YOUR TASK :: Give back the exact lines of the material below from the one containing "to the crumpled" through the one containing "Target: front door", and no pictures.
RECORDS FOR PROCESSING Block Start
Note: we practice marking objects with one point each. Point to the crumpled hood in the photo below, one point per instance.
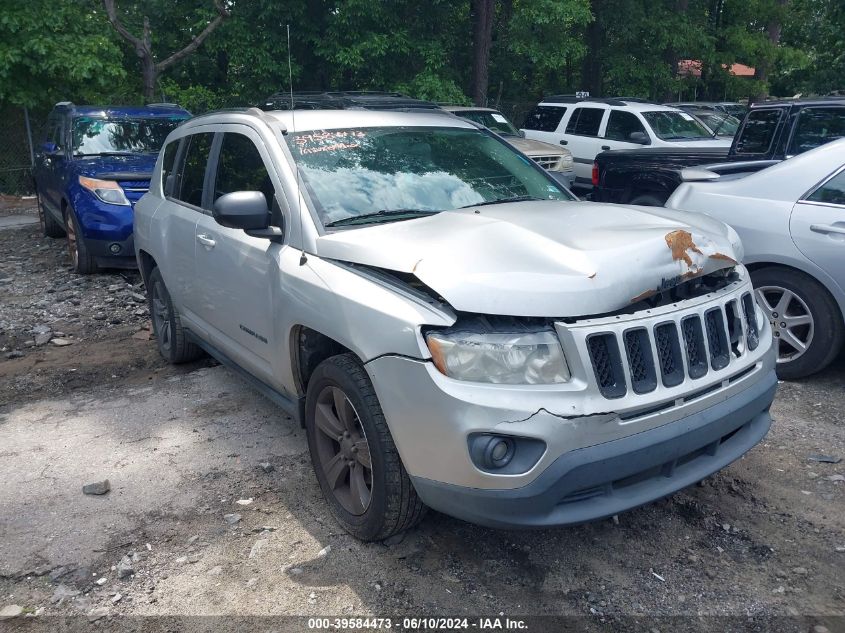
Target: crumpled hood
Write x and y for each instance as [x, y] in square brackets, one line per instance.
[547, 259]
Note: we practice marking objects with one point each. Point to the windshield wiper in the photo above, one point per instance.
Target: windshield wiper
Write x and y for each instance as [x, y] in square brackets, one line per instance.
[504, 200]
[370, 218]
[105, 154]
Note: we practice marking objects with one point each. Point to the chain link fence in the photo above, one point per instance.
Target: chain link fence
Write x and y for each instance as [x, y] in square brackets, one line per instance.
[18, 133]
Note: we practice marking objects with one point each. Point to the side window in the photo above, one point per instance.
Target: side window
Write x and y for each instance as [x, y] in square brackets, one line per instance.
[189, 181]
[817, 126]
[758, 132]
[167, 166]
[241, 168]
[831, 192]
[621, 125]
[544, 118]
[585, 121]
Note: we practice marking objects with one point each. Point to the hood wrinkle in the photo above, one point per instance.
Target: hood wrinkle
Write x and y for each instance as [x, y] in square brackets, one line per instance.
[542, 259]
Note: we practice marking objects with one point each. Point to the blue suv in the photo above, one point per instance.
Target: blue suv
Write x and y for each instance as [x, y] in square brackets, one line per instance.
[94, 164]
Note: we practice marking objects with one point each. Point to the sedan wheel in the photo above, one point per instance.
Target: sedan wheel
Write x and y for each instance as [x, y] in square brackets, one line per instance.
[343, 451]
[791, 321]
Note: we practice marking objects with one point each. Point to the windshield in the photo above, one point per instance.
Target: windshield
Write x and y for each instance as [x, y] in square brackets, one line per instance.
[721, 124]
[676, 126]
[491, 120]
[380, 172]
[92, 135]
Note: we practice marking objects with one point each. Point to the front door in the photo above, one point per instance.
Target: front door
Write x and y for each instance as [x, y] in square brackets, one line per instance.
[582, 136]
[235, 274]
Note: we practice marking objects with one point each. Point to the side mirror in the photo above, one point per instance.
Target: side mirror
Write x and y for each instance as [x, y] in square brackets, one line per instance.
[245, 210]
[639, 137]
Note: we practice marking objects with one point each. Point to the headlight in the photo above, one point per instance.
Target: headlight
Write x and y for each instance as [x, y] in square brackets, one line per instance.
RECORDS FOR PROCESSING Block End
RECORDS FOR PROCESSING Block Start
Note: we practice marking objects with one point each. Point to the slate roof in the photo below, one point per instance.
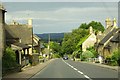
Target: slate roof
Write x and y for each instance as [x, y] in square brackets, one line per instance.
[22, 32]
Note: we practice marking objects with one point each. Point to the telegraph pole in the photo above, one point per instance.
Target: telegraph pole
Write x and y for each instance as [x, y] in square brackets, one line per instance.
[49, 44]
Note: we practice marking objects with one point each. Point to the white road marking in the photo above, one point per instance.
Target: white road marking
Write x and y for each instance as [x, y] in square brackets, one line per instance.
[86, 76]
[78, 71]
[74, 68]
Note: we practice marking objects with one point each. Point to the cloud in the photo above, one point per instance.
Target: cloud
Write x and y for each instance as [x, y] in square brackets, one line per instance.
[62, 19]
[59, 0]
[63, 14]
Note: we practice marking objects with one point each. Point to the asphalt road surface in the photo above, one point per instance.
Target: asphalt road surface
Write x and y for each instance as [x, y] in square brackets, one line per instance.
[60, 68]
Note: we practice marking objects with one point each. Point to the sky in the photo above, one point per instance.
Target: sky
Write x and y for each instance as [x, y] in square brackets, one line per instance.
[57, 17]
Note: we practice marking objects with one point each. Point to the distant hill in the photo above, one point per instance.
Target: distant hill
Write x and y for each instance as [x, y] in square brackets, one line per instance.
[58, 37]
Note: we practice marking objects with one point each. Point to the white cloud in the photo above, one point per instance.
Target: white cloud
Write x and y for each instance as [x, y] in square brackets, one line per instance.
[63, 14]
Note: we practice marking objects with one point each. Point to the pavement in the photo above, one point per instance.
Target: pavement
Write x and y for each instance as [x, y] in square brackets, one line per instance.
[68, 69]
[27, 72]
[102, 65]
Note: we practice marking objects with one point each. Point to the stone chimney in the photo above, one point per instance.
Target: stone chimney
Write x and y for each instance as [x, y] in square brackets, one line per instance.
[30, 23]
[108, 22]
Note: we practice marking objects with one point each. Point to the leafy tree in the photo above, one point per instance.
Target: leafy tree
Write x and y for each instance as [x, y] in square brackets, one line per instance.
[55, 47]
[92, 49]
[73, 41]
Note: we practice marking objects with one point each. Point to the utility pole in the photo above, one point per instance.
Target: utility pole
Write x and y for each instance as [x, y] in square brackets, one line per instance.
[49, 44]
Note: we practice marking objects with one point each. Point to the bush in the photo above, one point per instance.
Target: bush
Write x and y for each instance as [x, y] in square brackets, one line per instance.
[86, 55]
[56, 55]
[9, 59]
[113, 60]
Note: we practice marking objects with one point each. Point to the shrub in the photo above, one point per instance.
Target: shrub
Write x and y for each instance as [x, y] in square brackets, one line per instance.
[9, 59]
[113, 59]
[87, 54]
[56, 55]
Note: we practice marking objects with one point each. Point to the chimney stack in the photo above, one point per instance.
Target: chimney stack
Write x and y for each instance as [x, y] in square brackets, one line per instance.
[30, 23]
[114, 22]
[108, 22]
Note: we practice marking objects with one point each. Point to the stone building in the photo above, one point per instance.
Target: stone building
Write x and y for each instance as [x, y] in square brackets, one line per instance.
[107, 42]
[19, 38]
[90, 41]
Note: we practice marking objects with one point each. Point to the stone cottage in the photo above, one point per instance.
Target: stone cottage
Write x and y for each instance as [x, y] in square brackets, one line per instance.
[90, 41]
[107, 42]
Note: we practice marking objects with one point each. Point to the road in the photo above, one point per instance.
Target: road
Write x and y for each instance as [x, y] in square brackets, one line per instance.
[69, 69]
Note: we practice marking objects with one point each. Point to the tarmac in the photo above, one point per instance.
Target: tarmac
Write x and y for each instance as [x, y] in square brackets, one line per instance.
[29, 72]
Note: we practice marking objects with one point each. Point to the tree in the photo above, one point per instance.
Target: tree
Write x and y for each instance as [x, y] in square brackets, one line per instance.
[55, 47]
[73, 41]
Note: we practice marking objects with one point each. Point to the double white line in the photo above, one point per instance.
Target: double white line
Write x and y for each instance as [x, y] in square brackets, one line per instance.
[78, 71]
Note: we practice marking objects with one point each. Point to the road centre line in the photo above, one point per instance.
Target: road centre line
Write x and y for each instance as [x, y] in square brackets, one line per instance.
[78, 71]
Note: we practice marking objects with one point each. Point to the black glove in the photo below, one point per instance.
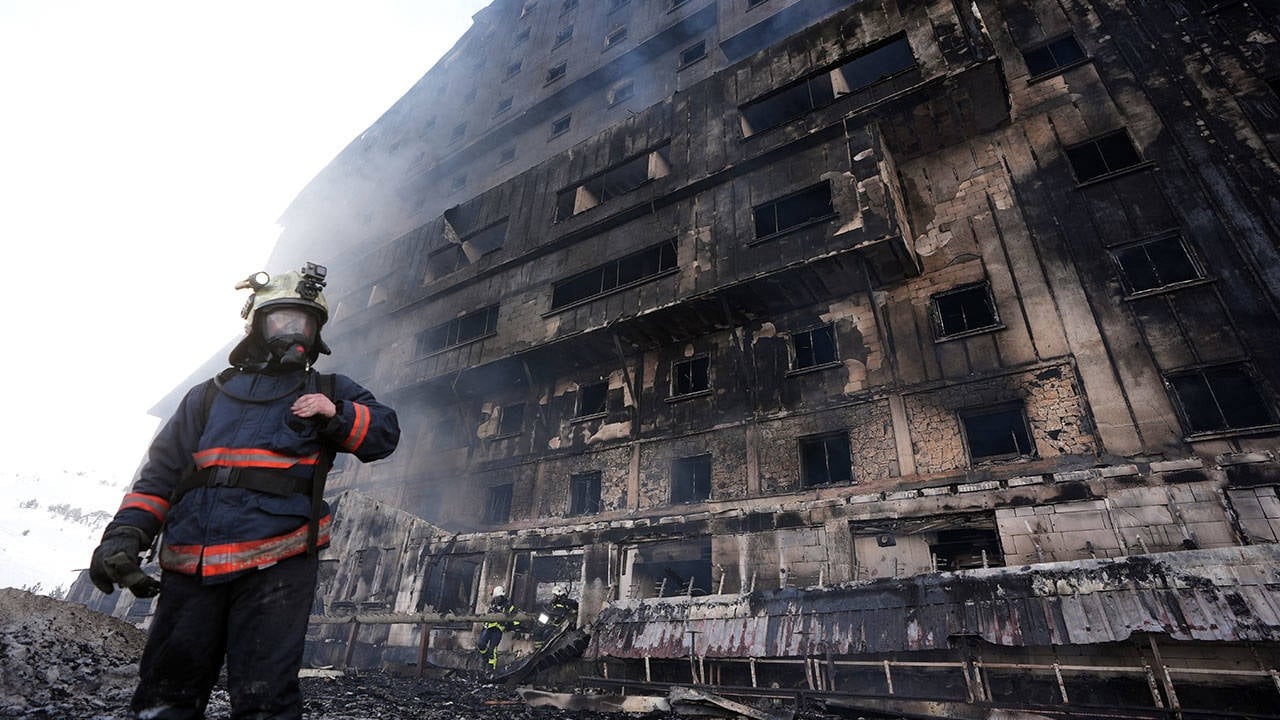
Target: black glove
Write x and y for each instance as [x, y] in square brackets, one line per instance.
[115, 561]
RECORDS FOR PROCESSING Block End
RECORDS FOR PROCESSING Block Start
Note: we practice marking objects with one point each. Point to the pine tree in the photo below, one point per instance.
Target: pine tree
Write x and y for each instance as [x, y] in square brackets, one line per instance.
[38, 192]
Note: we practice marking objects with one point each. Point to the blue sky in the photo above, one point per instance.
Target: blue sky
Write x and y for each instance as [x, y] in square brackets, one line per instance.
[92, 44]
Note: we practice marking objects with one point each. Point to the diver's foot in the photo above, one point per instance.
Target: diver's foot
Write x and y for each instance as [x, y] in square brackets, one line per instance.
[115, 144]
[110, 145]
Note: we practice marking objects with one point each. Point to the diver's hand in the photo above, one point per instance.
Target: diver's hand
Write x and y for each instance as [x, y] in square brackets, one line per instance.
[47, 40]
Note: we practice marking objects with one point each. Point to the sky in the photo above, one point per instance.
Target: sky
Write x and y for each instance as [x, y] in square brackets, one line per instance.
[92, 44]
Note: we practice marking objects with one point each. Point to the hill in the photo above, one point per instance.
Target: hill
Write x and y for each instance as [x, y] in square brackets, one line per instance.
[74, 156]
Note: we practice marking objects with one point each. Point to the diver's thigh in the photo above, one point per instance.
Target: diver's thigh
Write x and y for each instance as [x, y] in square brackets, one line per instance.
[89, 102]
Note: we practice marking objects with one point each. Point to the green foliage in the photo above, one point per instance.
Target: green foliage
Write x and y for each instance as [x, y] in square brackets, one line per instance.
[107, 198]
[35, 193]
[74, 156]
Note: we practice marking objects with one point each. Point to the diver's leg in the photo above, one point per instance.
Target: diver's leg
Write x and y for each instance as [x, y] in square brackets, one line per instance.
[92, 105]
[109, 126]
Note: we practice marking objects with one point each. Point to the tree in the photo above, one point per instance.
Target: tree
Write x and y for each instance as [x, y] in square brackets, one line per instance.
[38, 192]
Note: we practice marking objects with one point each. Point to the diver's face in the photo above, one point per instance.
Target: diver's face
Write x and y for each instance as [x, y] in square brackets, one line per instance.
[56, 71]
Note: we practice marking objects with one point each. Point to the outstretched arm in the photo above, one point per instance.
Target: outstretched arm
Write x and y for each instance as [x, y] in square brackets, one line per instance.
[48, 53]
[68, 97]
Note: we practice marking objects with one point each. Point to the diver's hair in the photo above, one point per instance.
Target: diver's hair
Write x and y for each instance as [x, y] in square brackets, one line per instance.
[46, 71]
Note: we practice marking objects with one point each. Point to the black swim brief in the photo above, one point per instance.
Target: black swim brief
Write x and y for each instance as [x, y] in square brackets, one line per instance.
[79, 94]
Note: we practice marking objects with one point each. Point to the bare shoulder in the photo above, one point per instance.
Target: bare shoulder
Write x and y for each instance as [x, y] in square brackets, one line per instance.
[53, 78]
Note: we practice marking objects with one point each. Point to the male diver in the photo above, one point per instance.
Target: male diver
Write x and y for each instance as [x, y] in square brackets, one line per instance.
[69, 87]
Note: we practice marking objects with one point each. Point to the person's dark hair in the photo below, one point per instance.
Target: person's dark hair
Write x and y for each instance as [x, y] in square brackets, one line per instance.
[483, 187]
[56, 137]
RECORDS FOR PROCESSING Block End
ANSWER AREA ::
Note: we practice marking objects with one point each. Point to the crumpled hood in the photo below, one point per instance.
Target: crumpled hood
Write x and y for each instance as [x, y] in square brackets, one line per instance.
[547, 259]
Note: we practice marking objects with one point each. Point to the windshield wiper in the photo above, one point per instance.
Target: windshield wiper
Write x and y for each instance as [x, y] in square brackets, one line per instance.
[504, 200]
[370, 218]
[105, 154]
Note: we practice marking objects with one point each. Point to the chain link fence in the photo above, one point per instance.
Target: chain link fence
Write x and y for each instance as [x, y] in square brackets, one line per instance.
[18, 133]
Note: we practice marking objects with one point each. Point to the side window in the photo above, one point per instance.
Target: side window
Write x and y for each instance as [x, y] in square brackets, one line per instance.
[189, 181]
[817, 126]
[758, 132]
[167, 166]
[241, 168]
[831, 192]
[621, 125]
[544, 118]
[585, 121]
Note: we practice marking objects with one point each. Point to the hood wrinkle in the photo above, one point per instance.
Target: hood wrinkle
Write x and y for each instance as [x, y] in square brackets, one line per instance.
[542, 259]
Note: we practice marking objects with one point each. Point to the blue suv in the photo above, one point per instance.
Target: blue suv
Write x and y for each instance as [x, y] in square brackets, one line per instance.
[94, 164]
Note: we practice marking objects with one point each. Point to the sedan wheel in the photo above, one point per instance.
Target: sedan wheel
Write x and y for each instance as [x, y] in square brackets, one line per instance.
[343, 451]
[791, 321]
Note: we practice marking objects with one point each. Point to the windshield in the photo above, one point per instance.
Target: windshield
Write x and y for each instance as [x, y] in square brackets, one line per instance.
[721, 124]
[676, 126]
[491, 120]
[380, 172]
[92, 135]
Note: we practice marking objects with one point each. Point to the front door in the photo above, one point per instance.
Target: front door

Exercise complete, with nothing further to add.